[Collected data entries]
###

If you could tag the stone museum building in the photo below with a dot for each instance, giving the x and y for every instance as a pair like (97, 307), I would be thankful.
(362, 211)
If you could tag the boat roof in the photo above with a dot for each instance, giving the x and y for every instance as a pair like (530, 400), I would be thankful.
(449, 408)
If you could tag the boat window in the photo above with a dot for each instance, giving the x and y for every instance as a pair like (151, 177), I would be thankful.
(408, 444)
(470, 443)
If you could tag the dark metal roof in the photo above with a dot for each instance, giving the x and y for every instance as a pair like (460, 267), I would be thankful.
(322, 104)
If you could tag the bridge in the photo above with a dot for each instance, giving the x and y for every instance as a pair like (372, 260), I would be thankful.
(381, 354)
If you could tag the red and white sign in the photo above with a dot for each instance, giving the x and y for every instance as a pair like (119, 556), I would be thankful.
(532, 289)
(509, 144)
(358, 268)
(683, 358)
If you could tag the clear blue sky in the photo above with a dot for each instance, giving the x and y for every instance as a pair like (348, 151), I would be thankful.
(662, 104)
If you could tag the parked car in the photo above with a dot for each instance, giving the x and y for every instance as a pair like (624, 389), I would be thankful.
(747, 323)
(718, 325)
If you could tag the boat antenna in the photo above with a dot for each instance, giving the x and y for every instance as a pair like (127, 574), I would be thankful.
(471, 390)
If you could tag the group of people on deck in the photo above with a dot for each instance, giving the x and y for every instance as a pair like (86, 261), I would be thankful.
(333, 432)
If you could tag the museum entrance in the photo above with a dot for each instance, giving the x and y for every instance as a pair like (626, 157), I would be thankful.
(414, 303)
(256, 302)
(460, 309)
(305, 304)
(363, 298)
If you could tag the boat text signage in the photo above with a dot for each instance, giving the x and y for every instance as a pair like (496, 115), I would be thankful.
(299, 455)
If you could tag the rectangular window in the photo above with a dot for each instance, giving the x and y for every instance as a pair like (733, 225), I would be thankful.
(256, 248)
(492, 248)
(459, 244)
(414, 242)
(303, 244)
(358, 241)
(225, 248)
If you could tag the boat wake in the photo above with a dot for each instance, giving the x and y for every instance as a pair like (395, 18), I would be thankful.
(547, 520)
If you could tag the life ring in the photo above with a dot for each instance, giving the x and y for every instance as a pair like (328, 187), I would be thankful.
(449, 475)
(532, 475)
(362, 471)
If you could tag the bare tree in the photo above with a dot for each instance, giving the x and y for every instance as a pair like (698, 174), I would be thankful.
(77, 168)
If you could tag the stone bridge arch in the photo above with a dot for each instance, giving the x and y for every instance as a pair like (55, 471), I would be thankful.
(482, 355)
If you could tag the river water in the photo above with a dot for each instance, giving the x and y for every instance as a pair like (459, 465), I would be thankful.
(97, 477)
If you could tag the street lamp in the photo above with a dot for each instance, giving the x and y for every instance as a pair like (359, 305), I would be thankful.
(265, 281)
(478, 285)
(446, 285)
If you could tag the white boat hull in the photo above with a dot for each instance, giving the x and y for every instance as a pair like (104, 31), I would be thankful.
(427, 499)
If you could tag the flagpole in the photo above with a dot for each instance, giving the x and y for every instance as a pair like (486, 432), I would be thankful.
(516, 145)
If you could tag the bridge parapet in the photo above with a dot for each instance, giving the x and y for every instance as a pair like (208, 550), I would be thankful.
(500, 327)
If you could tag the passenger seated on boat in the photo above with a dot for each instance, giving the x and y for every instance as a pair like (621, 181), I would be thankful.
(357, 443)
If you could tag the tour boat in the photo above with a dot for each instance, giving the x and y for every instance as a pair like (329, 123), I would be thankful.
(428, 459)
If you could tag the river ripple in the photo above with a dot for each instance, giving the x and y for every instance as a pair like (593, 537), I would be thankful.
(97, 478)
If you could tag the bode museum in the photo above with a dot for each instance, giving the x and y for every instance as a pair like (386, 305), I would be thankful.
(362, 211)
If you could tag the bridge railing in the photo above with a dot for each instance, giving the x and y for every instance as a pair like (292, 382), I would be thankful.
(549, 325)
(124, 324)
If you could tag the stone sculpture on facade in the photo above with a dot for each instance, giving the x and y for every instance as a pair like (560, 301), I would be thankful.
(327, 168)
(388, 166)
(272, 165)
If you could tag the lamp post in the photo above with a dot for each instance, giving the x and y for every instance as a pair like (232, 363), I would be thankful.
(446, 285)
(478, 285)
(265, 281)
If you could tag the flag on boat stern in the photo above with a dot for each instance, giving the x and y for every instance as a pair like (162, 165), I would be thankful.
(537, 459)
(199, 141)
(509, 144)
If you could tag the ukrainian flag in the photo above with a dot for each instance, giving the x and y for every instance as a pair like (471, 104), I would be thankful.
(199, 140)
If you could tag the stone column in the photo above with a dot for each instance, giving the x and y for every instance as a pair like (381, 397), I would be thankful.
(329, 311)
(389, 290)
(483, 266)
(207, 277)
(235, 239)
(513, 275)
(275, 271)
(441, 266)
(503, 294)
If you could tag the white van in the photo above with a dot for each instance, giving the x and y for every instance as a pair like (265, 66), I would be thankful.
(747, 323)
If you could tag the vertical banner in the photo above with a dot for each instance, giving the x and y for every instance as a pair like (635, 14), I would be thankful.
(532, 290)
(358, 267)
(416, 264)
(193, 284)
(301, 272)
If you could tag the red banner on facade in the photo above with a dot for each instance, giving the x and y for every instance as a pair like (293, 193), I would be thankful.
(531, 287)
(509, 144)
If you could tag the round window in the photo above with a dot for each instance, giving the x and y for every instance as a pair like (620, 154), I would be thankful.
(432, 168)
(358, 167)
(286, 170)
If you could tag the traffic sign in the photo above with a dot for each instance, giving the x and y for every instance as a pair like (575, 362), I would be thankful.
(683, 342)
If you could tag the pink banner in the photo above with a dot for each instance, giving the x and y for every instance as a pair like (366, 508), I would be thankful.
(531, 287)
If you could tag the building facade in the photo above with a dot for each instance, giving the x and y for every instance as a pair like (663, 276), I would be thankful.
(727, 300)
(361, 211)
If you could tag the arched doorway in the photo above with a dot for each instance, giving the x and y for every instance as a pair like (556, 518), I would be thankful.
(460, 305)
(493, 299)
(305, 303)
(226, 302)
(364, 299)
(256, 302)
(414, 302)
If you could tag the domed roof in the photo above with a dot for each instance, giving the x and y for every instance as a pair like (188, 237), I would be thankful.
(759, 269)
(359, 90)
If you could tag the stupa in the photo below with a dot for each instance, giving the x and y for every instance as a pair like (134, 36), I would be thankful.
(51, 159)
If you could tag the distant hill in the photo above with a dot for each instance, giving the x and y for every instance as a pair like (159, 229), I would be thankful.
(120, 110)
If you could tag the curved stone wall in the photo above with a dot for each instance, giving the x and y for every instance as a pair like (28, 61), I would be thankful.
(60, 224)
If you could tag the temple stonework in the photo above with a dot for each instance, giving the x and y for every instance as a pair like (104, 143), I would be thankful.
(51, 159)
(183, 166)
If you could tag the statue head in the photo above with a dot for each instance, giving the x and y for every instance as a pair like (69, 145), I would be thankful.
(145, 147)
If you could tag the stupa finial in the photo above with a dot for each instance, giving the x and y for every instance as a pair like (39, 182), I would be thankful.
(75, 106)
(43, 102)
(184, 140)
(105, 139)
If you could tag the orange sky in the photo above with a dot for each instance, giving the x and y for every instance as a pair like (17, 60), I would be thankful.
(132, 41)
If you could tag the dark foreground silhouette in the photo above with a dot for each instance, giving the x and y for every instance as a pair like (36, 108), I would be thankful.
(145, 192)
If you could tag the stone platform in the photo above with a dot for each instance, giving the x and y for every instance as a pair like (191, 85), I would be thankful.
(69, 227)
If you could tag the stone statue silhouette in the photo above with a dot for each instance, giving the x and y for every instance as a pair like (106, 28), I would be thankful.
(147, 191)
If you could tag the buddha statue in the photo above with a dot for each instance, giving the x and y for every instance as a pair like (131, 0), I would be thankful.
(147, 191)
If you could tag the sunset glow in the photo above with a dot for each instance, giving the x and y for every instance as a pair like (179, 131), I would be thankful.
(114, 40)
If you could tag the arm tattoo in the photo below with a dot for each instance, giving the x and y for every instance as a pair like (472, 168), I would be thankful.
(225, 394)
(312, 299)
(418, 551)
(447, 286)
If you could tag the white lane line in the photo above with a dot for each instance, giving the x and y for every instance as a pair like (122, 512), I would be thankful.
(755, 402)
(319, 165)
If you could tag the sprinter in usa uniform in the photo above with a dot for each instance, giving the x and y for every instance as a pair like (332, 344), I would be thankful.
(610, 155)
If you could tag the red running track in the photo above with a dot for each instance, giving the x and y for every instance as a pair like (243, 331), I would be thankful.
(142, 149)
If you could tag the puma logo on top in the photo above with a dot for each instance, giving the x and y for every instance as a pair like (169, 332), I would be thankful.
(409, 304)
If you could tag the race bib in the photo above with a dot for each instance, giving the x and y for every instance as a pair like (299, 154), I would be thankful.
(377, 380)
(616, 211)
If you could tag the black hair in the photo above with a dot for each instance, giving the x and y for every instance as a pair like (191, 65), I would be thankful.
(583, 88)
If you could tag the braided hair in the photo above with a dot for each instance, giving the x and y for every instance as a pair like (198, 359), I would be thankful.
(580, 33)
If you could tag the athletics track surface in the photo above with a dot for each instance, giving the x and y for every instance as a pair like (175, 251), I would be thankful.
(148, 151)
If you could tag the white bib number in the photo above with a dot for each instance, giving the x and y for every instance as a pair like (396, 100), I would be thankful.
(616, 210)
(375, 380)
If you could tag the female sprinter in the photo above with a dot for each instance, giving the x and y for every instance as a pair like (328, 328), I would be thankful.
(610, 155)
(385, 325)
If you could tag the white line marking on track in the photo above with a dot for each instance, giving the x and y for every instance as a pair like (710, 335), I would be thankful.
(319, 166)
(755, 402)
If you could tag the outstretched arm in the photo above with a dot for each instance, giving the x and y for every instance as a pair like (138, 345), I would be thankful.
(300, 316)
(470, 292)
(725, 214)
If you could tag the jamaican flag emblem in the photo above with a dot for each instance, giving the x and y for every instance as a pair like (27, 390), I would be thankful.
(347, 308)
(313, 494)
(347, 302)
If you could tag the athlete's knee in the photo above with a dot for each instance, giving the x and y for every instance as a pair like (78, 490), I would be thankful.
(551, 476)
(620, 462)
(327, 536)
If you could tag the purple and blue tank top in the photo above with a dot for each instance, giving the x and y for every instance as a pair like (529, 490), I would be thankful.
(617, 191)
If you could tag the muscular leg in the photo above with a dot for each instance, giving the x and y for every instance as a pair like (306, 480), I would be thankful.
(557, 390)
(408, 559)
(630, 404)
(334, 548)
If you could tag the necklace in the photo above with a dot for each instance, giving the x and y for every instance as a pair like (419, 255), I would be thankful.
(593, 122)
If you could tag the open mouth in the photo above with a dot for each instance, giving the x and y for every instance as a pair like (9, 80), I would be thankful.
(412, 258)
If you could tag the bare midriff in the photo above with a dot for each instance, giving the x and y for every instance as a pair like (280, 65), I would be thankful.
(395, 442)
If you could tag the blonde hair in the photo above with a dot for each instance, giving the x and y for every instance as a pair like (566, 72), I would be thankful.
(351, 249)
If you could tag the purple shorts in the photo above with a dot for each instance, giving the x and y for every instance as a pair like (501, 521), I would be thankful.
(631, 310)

###

- Exercise -
Everything from the line containing "If you could tag the open" to the last line of the entries above should be quoted exactly, and only that.

- Solution -
If you could tag the open mouth in the photo above with a dot for each instance, giving the x and y for every instance as a pair like (9, 80), I would be thankful.
(412, 258)
If you could tag the bare midriff in the photo above with a dot for each instance, giving the x and y for every instance as a pair like (280, 65), I would be thankful.
(395, 442)
If you could tag the blonde hair in the photo above with a dot for each instance, giving the x and y for every instance as a pair like (566, 72), I would be thankful.
(351, 249)
If you could tag the purple shorts in the photo above with a dot for each instance, giving the x and y for every instance as a pair like (501, 521), I would be thankful.
(631, 310)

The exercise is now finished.